**WHAT TO PRODUCE:**
Locate each line with the string "instance" in the listing below and copy it.

**MATERIAL PROVIDED:**
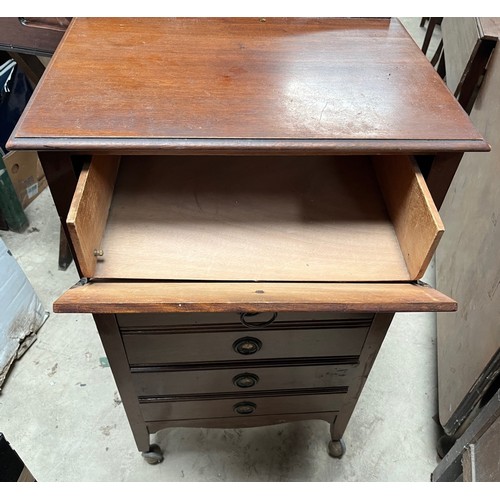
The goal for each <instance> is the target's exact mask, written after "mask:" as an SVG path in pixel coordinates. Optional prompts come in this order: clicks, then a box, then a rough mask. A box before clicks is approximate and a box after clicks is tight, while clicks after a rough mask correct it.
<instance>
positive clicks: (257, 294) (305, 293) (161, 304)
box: [54, 282, 457, 313]
mask: <svg viewBox="0 0 500 500" xmlns="http://www.w3.org/2000/svg"><path fill="white" fill-rule="evenodd" d="M456 308H457V304H456V302H455V301H454V300H452V299H450V298H449V297H446V296H445V295H443V294H442V293H440V292H438V291H437V290H434V289H432V288H430V287H428V286H424V285H421V284H412V283H387V284H376V283H167V282H163V283H161V282H145V283H132V282H131V283H127V282H122V283H120V282H114V283H113V282H111V283H106V282H90V283H88V284H86V285H83V286H77V287H74V288H71V289H69V290H68V291H67V292H66V293H64V294H63V295H62V296H61V297H60V298H59V299H57V300H56V302H55V303H54V312H82V313H83V312H94V313H146V312H147V313H166V312H183V311H184V312H261V311H278V312H279V311H333V312H336V311H338V312H405V311H406V312H423V311H455V310H456Z"/></svg>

**ANSWER TO THIS PROBLEM:**
The goal for each <instance> is the target's exact mask, written after "mask:" as an SVG path in pixel coordinates. Optional prompts come in this order: clicks, then a box, then a rough mask. A box before clicks is approximate and a box after clicks is tight, while clicks after a rough mask correct it.
<instance>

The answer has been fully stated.